RECORD EXCERPTS —
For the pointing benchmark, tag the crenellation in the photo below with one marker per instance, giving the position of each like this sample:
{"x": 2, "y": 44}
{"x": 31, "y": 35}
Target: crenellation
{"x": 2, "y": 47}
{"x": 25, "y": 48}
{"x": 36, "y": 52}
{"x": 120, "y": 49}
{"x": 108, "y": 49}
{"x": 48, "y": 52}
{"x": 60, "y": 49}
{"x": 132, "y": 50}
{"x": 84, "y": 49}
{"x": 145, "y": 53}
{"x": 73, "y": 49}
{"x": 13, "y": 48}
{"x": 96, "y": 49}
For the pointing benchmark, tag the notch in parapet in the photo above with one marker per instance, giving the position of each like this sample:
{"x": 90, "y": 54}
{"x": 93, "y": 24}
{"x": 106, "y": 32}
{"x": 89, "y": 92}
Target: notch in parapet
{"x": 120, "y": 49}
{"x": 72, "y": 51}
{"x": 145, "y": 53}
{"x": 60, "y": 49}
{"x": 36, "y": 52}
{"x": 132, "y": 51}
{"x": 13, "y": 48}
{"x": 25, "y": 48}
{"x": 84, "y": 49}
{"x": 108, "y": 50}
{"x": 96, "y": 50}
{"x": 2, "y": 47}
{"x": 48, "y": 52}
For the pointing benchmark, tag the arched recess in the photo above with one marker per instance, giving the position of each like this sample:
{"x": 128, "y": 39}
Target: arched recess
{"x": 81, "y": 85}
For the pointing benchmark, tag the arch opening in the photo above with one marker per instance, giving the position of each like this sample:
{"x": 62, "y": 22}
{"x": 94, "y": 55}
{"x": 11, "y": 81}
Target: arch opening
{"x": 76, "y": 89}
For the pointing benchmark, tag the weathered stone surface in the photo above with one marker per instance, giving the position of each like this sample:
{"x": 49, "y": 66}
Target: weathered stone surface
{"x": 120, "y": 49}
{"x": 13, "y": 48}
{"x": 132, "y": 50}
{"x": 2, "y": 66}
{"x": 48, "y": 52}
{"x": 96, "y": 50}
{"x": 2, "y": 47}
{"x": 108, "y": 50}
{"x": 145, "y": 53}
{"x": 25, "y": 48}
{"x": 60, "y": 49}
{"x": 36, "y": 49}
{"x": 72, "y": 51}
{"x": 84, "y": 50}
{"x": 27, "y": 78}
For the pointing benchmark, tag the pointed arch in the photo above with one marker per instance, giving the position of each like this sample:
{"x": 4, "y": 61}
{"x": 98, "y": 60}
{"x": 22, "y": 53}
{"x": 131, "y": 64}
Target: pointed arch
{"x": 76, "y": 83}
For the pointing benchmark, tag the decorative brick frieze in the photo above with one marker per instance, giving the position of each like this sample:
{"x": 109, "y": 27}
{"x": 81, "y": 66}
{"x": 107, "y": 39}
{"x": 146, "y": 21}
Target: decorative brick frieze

STATED GOAL — Give every line of the entries above as a numbered list, leaving out blank lines.

FULL OUTPUT —
1. For the pointing benchmark, tag the crenellation in the photo below with one marker per instance, giving the position of each like this sample:
2. {"x": 2, "y": 44}
3. {"x": 31, "y": 35}
4. Target: crenellation
5. {"x": 2, "y": 47}
6. {"x": 25, "y": 48}
7. {"x": 36, "y": 52}
8. {"x": 120, "y": 49}
9. {"x": 108, "y": 49}
10. {"x": 48, "y": 52}
11. {"x": 60, "y": 49}
12. {"x": 132, "y": 50}
13. {"x": 84, "y": 49}
14. {"x": 145, "y": 53}
15. {"x": 73, "y": 49}
16. {"x": 13, "y": 48}
17. {"x": 96, "y": 49}
18. For the pointing benchmark, tag the notch in parapet in the photo above with one marker per instance, giving the position of each like this sample:
19. {"x": 90, "y": 54}
20. {"x": 93, "y": 24}
21. {"x": 106, "y": 32}
22. {"x": 89, "y": 92}
23. Target: notch in parapet
24. {"x": 120, "y": 49}
25. {"x": 72, "y": 51}
26. {"x": 145, "y": 53}
27. {"x": 60, "y": 49}
28. {"x": 36, "y": 52}
29. {"x": 132, "y": 51}
30. {"x": 13, "y": 48}
31. {"x": 25, "y": 48}
32. {"x": 84, "y": 49}
33. {"x": 108, "y": 50}
34. {"x": 96, "y": 50}
35. {"x": 2, "y": 47}
36. {"x": 48, "y": 52}
37. For the pointing benchmark, tag the arched recess in the photo above with one marker per instance, giving the position of each like this sample:
38. {"x": 128, "y": 39}
39. Target: arched recess
40. {"x": 81, "y": 85}
41. For the pointing benchmark, tag the arch opening in the photo above with one marker per instance, giving the position of each like this sample:
42. {"x": 62, "y": 22}
43. {"x": 94, "y": 55}
44. {"x": 11, "y": 81}
45. Target: arch opening
46. {"x": 76, "y": 89}
47. For the pointing benchmark, tag the weathered stone surface in the photo above with one marker per instance, giving the position of each like this sample:
48. {"x": 49, "y": 66}
49. Target: weathered stone surface
50. {"x": 120, "y": 49}
51. {"x": 13, "y": 48}
52. {"x": 132, "y": 50}
53. {"x": 2, "y": 66}
54. {"x": 48, "y": 52}
55. {"x": 96, "y": 50}
56. {"x": 2, "y": 47}
57. {"x": 108, "y": 50}
58. {"x": 145, "y": 53}
59. {"x": 25, "y": 48}
60. {"x": 60, "y": 49}
61. {"x": 36, "y": 49}
62. {"x": 72, "y": 51}
63. {"x": 84, "y": 50}
64. {"x": 27, "y": 78}
65. For the pointing benchmark, tag the pointed arch in the photo above with one marker per instance, giving the position of each like this sample:
66. {"x": 4, "y": 61}
67. {"x": 98, "y": 60}
68. {"x": 22, "y": 53}
69. {"x": 131, "y": 64}
70. Target: pointed arch
71. {"x": 76, "y": 83}
72. For the pointing benchmark, tag the decorative brick frieze in the photo above with one marker per instance, giving the position of each like this sample:
73. {"x": 109, "y": 27}
74. {"x": 81, "y": 66}
75. {"x": 107, "y": 39}
76. {"x": 146, "y": 21}
77. Target: decorative brick frieze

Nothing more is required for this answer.